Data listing

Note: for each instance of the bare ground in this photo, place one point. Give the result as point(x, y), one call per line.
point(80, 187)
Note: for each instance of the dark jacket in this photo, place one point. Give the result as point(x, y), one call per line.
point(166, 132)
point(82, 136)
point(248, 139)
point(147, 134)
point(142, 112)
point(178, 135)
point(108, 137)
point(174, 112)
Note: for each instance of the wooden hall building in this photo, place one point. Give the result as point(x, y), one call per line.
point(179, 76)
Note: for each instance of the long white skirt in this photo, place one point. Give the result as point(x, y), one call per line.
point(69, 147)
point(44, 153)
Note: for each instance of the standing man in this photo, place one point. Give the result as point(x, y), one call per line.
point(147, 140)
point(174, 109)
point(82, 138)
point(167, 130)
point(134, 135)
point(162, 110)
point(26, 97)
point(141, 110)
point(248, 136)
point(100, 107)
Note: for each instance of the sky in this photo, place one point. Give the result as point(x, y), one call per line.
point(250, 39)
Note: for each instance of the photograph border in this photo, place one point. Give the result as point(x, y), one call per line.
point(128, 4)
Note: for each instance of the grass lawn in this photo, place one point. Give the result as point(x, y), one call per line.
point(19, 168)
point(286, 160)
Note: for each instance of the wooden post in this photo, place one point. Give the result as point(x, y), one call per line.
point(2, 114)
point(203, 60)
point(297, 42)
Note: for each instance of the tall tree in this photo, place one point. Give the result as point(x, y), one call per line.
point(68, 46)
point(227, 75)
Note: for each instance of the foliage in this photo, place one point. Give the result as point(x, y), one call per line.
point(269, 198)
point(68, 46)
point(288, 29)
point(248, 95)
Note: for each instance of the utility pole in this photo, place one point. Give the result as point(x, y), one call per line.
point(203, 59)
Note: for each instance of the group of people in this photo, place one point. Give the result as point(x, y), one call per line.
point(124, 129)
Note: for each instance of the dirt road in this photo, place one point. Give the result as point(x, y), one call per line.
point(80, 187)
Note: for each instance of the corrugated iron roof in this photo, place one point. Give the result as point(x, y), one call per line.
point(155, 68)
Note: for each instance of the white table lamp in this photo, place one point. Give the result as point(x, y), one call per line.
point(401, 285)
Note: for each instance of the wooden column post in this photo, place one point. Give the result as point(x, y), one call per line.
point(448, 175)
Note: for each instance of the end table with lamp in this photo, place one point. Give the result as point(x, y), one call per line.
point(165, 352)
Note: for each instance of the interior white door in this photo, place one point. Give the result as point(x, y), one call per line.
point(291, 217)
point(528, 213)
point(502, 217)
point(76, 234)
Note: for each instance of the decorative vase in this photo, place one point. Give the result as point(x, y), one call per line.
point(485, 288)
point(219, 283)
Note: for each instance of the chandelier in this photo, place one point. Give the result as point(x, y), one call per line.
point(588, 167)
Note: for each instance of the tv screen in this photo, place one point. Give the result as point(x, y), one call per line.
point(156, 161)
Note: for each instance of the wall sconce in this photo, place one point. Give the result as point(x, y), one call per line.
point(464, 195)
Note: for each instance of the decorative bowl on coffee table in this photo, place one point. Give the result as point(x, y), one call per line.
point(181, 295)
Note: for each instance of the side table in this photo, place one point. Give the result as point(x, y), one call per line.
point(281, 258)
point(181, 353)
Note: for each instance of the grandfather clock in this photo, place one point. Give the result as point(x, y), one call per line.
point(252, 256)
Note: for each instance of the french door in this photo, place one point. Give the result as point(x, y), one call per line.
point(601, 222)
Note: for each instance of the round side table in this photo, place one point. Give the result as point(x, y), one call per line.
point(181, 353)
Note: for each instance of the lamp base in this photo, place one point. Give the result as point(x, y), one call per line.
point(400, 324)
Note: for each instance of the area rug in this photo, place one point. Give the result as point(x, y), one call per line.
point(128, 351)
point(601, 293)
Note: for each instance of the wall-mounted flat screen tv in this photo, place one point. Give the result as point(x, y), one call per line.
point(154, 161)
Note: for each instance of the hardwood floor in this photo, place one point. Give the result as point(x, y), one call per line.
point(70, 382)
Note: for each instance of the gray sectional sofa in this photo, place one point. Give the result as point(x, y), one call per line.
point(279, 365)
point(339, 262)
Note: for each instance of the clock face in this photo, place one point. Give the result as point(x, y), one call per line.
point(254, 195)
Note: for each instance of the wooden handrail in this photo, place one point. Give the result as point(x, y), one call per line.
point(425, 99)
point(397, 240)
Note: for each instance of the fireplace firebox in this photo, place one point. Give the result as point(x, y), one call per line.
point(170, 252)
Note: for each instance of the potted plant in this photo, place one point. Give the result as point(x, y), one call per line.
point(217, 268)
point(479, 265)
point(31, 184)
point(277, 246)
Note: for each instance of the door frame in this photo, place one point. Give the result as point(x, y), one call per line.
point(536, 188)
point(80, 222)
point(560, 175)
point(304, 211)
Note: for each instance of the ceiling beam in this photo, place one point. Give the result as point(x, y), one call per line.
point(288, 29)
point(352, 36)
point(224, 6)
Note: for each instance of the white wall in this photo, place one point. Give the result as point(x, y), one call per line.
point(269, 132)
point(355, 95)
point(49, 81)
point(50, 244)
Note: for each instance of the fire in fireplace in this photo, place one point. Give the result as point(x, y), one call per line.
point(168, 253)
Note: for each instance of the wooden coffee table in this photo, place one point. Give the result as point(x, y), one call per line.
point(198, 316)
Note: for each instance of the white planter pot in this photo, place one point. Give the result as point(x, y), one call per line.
--
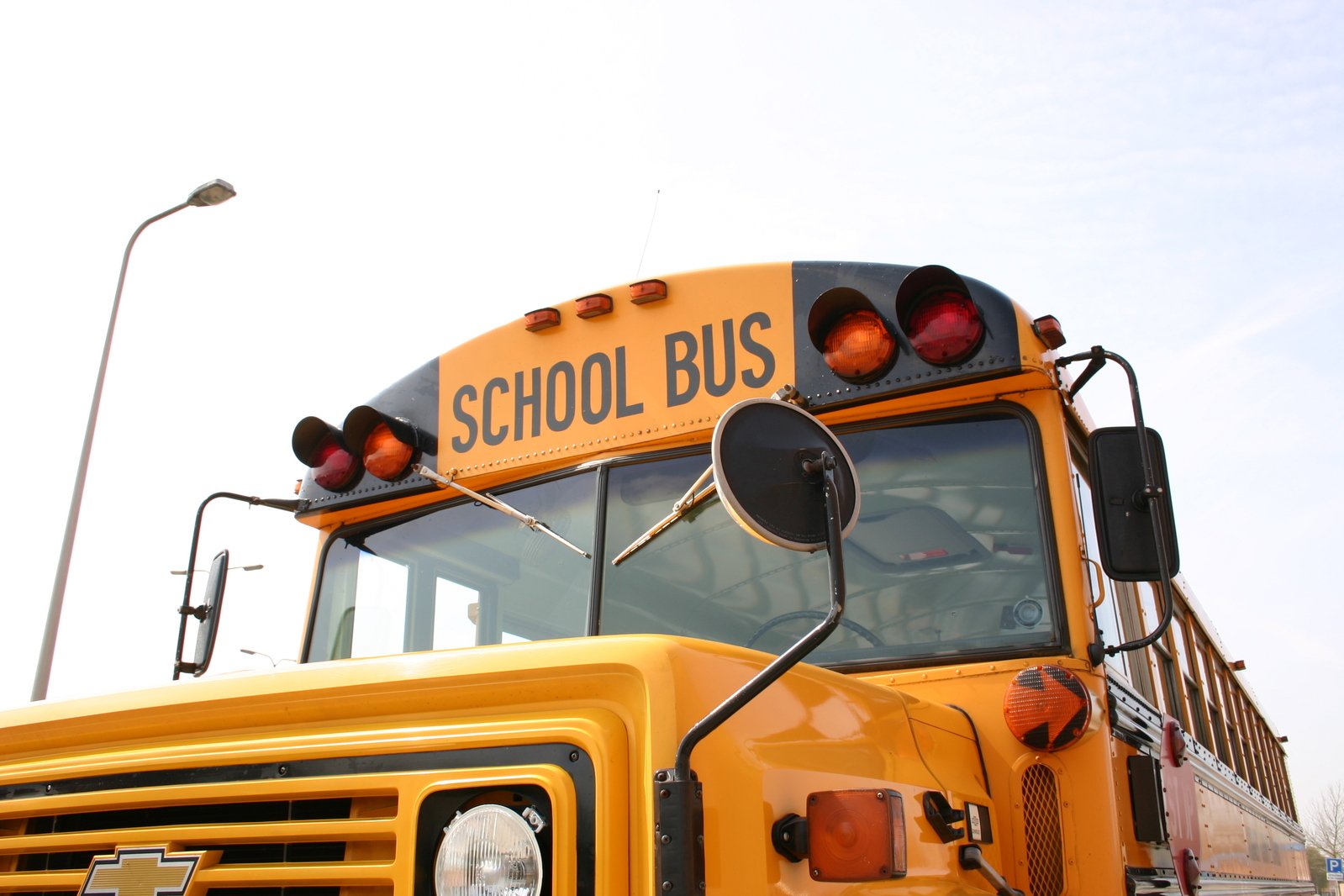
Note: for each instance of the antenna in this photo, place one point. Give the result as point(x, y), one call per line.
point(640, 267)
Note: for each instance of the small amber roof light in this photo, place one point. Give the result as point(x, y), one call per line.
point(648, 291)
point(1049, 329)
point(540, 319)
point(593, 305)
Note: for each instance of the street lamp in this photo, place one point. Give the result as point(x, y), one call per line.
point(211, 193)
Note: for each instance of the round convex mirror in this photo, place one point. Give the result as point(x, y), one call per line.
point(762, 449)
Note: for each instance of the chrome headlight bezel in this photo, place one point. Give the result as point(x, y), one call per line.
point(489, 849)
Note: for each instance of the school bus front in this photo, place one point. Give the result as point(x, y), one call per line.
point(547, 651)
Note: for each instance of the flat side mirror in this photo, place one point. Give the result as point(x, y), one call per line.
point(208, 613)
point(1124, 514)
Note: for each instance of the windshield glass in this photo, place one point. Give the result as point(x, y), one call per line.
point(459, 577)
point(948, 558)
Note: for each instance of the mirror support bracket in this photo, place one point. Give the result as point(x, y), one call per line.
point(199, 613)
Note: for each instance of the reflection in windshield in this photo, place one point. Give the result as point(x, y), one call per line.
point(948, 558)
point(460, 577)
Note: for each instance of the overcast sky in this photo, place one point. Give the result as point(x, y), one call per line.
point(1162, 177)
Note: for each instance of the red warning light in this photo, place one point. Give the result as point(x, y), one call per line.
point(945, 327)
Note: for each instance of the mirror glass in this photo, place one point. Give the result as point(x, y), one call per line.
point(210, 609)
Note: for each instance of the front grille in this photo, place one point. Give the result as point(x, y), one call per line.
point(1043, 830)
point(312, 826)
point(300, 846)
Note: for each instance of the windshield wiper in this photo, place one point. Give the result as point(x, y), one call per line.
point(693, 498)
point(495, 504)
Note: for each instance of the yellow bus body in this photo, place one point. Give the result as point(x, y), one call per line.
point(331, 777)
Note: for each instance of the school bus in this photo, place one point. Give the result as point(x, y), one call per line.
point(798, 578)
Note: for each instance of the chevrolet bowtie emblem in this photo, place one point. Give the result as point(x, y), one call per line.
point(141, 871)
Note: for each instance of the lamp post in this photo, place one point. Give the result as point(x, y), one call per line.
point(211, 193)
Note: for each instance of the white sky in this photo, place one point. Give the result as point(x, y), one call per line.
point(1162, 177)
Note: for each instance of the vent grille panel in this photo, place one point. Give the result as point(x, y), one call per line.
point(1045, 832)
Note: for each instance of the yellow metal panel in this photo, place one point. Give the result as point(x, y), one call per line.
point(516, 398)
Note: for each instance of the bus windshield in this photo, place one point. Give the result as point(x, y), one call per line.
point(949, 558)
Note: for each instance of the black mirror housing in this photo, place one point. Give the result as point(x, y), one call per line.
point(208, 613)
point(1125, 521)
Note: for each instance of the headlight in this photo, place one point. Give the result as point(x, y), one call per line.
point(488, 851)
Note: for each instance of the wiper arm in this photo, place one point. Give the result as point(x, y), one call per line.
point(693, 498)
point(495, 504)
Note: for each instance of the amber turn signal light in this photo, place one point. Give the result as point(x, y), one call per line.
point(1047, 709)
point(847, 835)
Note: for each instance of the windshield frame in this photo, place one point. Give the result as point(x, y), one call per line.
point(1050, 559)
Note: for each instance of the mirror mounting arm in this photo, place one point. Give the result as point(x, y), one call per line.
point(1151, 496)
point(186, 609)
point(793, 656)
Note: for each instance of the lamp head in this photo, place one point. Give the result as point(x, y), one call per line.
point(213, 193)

_PROMPT_
Put the lines above, from the line containing "Note: for each instance of the windshield frame" up to and including the line containing "point(1050, 559)", into a Markdown table with the columns Row and Line, leaving out blank lines.

_WORKED SOLUTION_
| Row | Line |
|---|---|
| 1 | Note: for each instance of the windshield frame in this photo, place one point. Give the result as point(x, y), one call per line. |
| 2 | point(1050, 559) |